● **Görevleriniz**
**a.** Aşağıdaki Mansur Yavaş hakkındaki metinde adı geçen bütün kişileri, metinde yazıldıkları biçimde sıralayın.
**b.** Mansur Yavaş hakkındaki metne göre Necmettin Kesgin'e ne kadar hapis cezası verilmiştir?
**c.** Aşağıdaki Mansur Yavaş hakkındaki metni iki cümlede özetleyin.

● **Verilen metin**
Seçim döneminde Yavaş’ın belediye başkanı olmasını engellemek için her türlü iftira ve tehdide başvurularak vatandaşın iradesine ipotek konmaya çalışıldığını ifade eden Emir, halen Mansur Yavaş’ın üzerine leke atılmaya çalışıldığını söyledi.
Necmettin Kesgin üzerinden halen Yavaş’a çamur atarak bir şeyler peşinde olan bir siyasi irade olduğunu, Kesgin’e resmi belgede sahtecilikten Ankara 32. Asliye Ceza Mahkemesi’nce kesinleşmiş 1 yıl 8 ay hapis cezası verildiğini belirten Emir şu şekilde konuştu:
"Bu kişi, Gazi Üniversitesi’ne sahte belgeyle başvurmuş ve hukuk diploması almış bir kişidir"

● **Toplanan veriler**

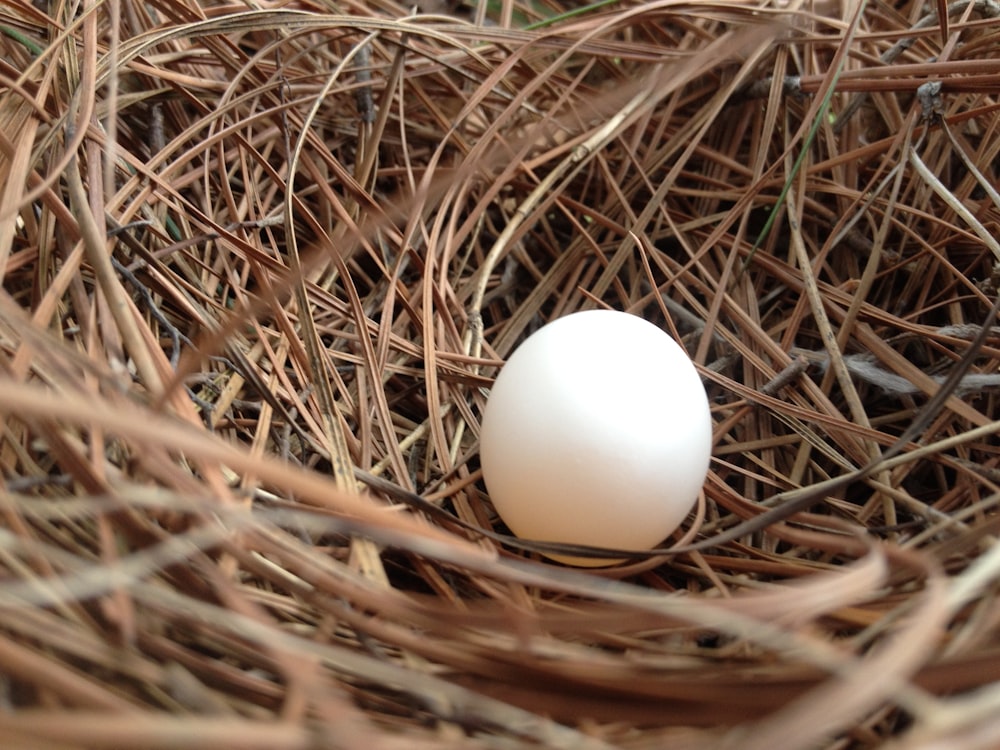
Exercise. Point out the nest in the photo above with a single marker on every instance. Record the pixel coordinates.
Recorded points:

● **Görev yanıtları**
**a.** Mansur Yavaş, Emir, Necmettin Kesgin

**b.** Kesinleşmiş 1 yıl 8 ay hapis cezası verilmiştir.

**c.** Emir, seçim döneminde Yavaş'ın belediye başkanı olmasını engellemek için iftira ve tehditlere başvurulduğunu ve Mansur Yavaş'ın üzerine hâlâ leke atılmaya çalışıldığını söyledi. Emir'e göre Necmettin Kesgin üzerinden Yavaş'a çamur atan bir siyasi irade vardır; Kesgin'e resmi belgede sahtecilikten kesinleşmiş 1 yıl 8 ay hapis cezası verilmiştir ve Kesgin, Gazi Üniversitesi'ne sahte belgeyle başvurarak hukuk diploması almıştır.